### Passage given
Objections filed to plan sticking ratepayers with $3.3 billion in San Onofre nuclear plant costs

80331 full

A proposed deal would make utility customers of Southern California Edison and San Diego Gas & Electric responsible for $3.3 billion in costs for replacement power due to the shutdown of the San Onofre nuclear power plant south of San Clemente. 

The deal was reached behind closed doors in March between the two utilities and two ratepayer advocate groups. But opposition to the proposal is growing. 

RELATED: Who's paying for the San Onofre nuclear plant shutdown? Edison says it may be you

The Utility Reform Network (TURN), California Public Utilities Commission's Office of Ratepayer Advocates (ORA), Southern California Edison (SCE), and San Diego Gas & Electric met behind closed doors and then announced on March 27 in San Francisco the deal on  how the costs would be divided between the utility's shareholders and its customers. Those costs include the purchase of replacement power for the plant and expenses related to defective reactor equipment.

Some of the $3.3 billion for replacement power has already been collected in SCE and SDG&E utility bills starting in February 2012 and, under the proposed agreement, would continue through January 31, 2021.

Another part of the proposed agreement  between the two utilities and consumer advocacy groups would let customers off the hook for more than $1 billion in costs associated with defective steam generators at the plant. But the utilities may be able to get some of those costs back from the manufacturer, Mitsubishi Heavy Industries.

### Complete the following
a: Using the San Onofre article, decide whether each statement agrees with it: (i) The deal was worked out in public hearings. (ii) Part of the $3.3 billion for replacement power has already been collected in utility bills since February 2012. (iii) Mitsubishi Heavy Industries made the steam generators at the plant. For each, answer yes or no and quote the deciding words.
b: Please reproduce the part of the San Onofre article starting at "A proposed deal" and ending at "proposal is growing.".
c: Summarize the San Onofre article in two sentences.

### Stored data
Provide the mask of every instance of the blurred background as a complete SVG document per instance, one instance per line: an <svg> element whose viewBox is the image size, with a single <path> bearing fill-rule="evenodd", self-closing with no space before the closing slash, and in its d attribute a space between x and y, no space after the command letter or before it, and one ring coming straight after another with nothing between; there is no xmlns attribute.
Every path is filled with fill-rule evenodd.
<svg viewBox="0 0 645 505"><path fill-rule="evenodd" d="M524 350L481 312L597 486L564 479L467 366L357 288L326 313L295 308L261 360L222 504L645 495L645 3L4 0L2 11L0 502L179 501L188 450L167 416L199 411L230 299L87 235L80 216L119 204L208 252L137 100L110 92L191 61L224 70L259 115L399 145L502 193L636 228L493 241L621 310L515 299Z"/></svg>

### Results of the exercise
a:
(i) No: "The deal was reached behind closed doors in March between the two utilities and two ratepayer advocate groups."
(ii) Yes: "Some of the $3.3 billion for replacement power has already been collected in SCE and SDG&E utility bills starting in February 2012"
(iii) Yes: "the manufacturer, Mitsubishi Heavy Industries"

b:
A proposed deal would make utility customers of Southern California Edison and San Diego Gas & Electric responsible for $3.3 billion in costs for replacement power due to the shutdown of the San Onofre nuclear power plant south of San Clemente. 

The deal was reached behind closed doors in March between the two utilities and two ratepayer advocate groups. But opposition to the proposal is growing.

c: A deal reached behind closed doors between Southern California Edison, San Diego Gas & Electric and two ratepayer advocate groups would make utility customers responsible for $3.3 billion in replacement power costs from the shutdown of the San Onofre nuclear plant, and opposition to it is growing. The agreement would also spare customers more than $1 billion in costs tied to defective steam generators, some of which the utilities may recover from the manufacturer, Mitsubishi Heavy Industries.